15 February 2017

The Milford Track - Week 2

Fiordland National Park, bookended by Queenstown

Week 2 (December 18 - 23, 2016)

From Dunedin we headed west to Queenstown to begin the next phase of our vacation. We were booked on the Milford Track, "one of the world's most beautiful walks" with Ultimate Hikes, and 5 days of Fiordland National Park wilderness lay ahead of us. Highway 8 started out in pastoral, undulating terrain, before the appearance of a rocky landscape as we entered Central Otago. Then came views of Lake Dunstan and the peaks of the Southern Alps. Near Cromwell we entered a thriving agricultural area with highway stands of apricots and cherries, along with numerous vineyards and wineries. Pinot Noir is the main grape varietal here. The last stretch into Queenstown where lush green gave way to brown mountain slopes, was even more breathtaking. 

We checked in at the Novotel, nicely situated right beside glimmering Lake Wakatipu. At the top of this lake is the picturesque town of Glenorchy where most of the mini-series "Top of the Lake" was shot. Queenstown, with an impressive concentration of hotels and restaurants, was hopping with tourists. Youngsters are drawn to the many adventure sports like bungy jumping. Our Milford Track adventure started here with a late afternoon orientation meeting at the Ultimate Hikes headquarters. We met our guides - four young, strapping nature enthusiasts - and our fellow hikers, an international group of mainly professionals of all ages.

▸ **PROVIDED MATERIAL**:
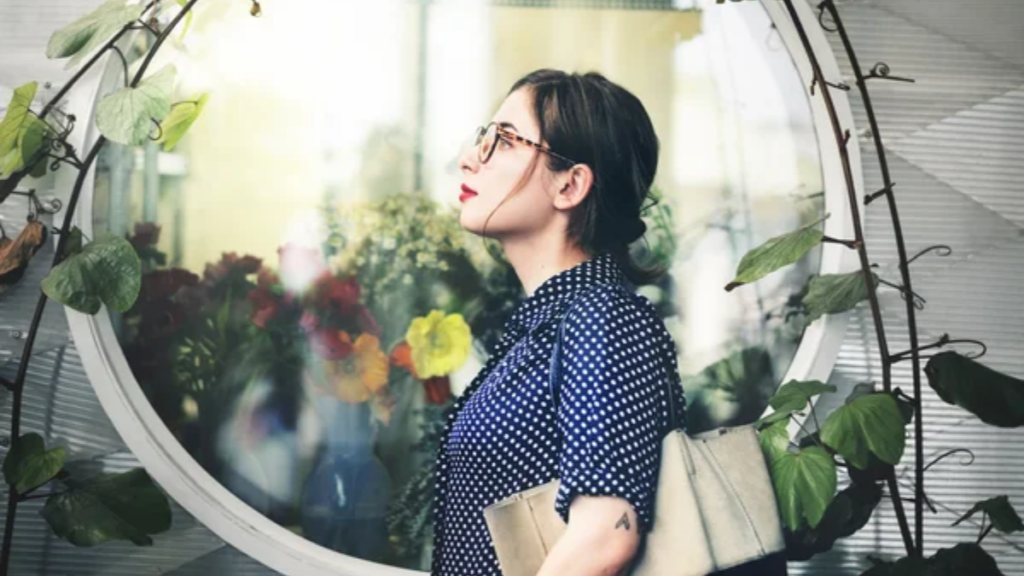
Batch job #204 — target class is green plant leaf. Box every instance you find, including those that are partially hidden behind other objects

▸ **WHAT THE TASK ASKS**: Pick up the Milford Track travel account after its last sentence and keep writing it. The listing has nothing to do with what follows.

▸ **EXERCISE RESPONSE**:
At dinner time we strolled out into the balmy evening along the lake scouting out the restaurant scene. Lively Irish music from a crowded pub lured us in for a beer. We sat up on the balcony, gazing at the lake and the Remarkables, a mountain range framing the town, while tapping our toes to the happy music. We ended this perfect day at an Italian restaurant where we gorged on excellent gnocchi, drenched in a flavorful sauce, followed by a divine tiramisu.


In the morning we lugged our backpacks over to the Ultimate Hikes Center and braced ourselves for some serious outdoor adventures.

Day 1
A 3 hour coach ride through sublime mountain scenery got us to Te Anau where we had a decent lunch consisting of a selection of salads. The coach then delivered us to our boat at Te Anau Downs. Despite the grey, drizzly day which kept us inside, the cruise to the top of Lake Te Anau was a moving kaleidoscope of thrilling lake and mountain vistas.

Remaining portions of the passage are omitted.